• _Exercise requirements_: Repeat the listing below exactly as given.
------------------------------------------------------------------------
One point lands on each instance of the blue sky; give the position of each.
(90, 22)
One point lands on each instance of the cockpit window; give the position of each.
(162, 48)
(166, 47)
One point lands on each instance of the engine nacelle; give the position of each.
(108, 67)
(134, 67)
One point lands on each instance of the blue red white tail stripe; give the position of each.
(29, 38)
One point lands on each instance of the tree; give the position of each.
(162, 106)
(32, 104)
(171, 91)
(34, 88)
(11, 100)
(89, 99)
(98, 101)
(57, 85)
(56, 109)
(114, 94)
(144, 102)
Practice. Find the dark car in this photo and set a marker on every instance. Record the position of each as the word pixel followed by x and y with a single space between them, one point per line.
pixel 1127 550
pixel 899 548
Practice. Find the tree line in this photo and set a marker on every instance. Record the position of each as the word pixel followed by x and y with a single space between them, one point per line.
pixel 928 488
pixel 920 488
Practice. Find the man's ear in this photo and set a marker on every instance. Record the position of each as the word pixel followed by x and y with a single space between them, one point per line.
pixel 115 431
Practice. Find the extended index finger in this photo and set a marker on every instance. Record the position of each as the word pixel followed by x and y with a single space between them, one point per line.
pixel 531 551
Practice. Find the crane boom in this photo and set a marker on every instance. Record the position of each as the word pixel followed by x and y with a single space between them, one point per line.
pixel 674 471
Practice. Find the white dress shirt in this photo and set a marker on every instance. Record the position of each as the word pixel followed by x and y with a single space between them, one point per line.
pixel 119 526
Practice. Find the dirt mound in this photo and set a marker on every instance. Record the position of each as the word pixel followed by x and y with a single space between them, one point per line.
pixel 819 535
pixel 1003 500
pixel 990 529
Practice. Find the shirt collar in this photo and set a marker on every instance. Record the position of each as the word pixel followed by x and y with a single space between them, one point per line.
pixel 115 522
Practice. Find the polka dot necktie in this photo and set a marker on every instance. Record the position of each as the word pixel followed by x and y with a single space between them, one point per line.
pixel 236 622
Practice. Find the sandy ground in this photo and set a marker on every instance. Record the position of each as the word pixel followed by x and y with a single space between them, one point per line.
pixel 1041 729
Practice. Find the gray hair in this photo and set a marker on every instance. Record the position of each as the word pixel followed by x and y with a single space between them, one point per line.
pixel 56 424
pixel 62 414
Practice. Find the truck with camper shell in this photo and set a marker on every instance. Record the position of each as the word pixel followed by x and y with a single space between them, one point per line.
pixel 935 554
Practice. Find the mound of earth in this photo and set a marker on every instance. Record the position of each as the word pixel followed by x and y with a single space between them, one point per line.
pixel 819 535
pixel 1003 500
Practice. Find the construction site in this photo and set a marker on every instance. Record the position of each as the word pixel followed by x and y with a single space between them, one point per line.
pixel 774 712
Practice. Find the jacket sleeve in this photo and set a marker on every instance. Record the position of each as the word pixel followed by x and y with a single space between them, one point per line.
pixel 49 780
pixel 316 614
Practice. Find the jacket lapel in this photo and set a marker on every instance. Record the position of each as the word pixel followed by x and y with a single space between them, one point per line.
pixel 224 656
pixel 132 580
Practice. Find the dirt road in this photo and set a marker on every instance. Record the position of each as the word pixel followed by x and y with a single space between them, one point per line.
------------------------------------------------------------------------
• _Solution to this problem_:
One point lands on each instance of the blue sky; give the position of each.
(90, 22)
One point lands on each instance of the cockpit window; give the position of each.
(162, 48)
(166, 47)
One point lands on each instance of the engine nacelle; give the position of each.
(108, 67)
(134, 67)
One point lands on each instance of the blue red white tail stripe; give the position of each.
(29, 38)
One point lands on each instance of the tree; give the position of each.
(162, 106)
(32, 104)
(171, 91)
(34, 88)
(11, 100)
(89, 99)
(98, 101)
(57, 85)
(56, 109)
(114, 94)
(144, 102)
Practice. Find the dark car in this photo and set a marker on every instance. Record the position of each as the word pixel followed by x and y with a single space between them, one point per line.
pixel 1127 550
pixel 899 548
Practice. Find the tree line in this photo and set a marker on every instance. Record the position of each as the word pixel followed by x and y with a single space between them, one point per line.
pixel 928 488
pixel 920 488
Practice. Find the man's ear in this photo and set a marker on every instance. Record the position of each as the word pixel followed by x and y with a single space between them, one point per line.
pixel 115 431
Practice. Find the extended index finger in this photo and set a marker on every instance. Record the position of each as the word pixel followed by x and y with a single space between them, one point per line.
pixel 531 551
Practice. Find the crane boom in this photo and set a marker on every instance. Record the position of each as the word pixel followed by x and y with a single space between them, one point per line.
pixel 674 471
Practice. Find the white dress shirt in this photo and set a marker on every instance. Record the position of each as the word pixel followed by x and y with a single space between them, one point per line.
pixel 119 526
Practice. Find the dirt mound in this photo and set a marker on every instance. Record the position of each as the word pixel followed by x and y with a single space between them, one point per line.
pixel 819 535
pixel 1003 500
pixel 990 529
Practice. Find the shirt collar in this photo and set a marker on every instance. Record the position of each as the word pixel followed by x and y with a single space between them, one point per line.
pixel 115 522
Practice. Find the polka dot necktie in this photo and set a marker on every instance. Record the position of each as the word pixel followed by x and y with a single space between them, one point per line.
pixel 236 622
Practice. Find the sandy ground in this photo and set a marker on every instance. Record the position of each as the word pixel followed by x and y with a single space between them, one point per line.
pixel 1041 729
Practice. Find the gray hair in this photo and set a marker on every instance. Record the position of each as the word pixel followed by x and y with a single space between them, one point per line.
pixel 56 424
pixel 62 414
Practice. Find the truck with camper shell in this photo and set a marker on every instance. Record the position of each as the word pixel followed by x and y with a single space between them, one point per line.
pixel 935 554
Practice. Find the mound of earth in this photo and set a marker on every instance. Record the position of each as the word pixel followed by x and y with a single space between them, one point per line.
pixel 819 535
pixel 1003 500
Practice. Find the construction site in this photo and set a marker on every instance. Record the position of each as the word pixel followed by x and y with a single space between them, one point per line.
pixel 774 712
Practice. Find the jacket sleeve in this photo and set a marker on every instance. Record the position of each as the word pixel followed by x and y with a single space between them, one point per line.
pixel 49 780
pixel 316 614
Practice. Find the jacket lapel in this photo and set a marker on every instance. Record the position of each as the word pixel followed by x and y with a single space between them, one point per line.
pixel 224 656
pixel 132 580
Practice. Find the dirt road in this photo and set a marker on every instance. Record the position of each as the word pixel followed by x and y with a single space between them, one point per line.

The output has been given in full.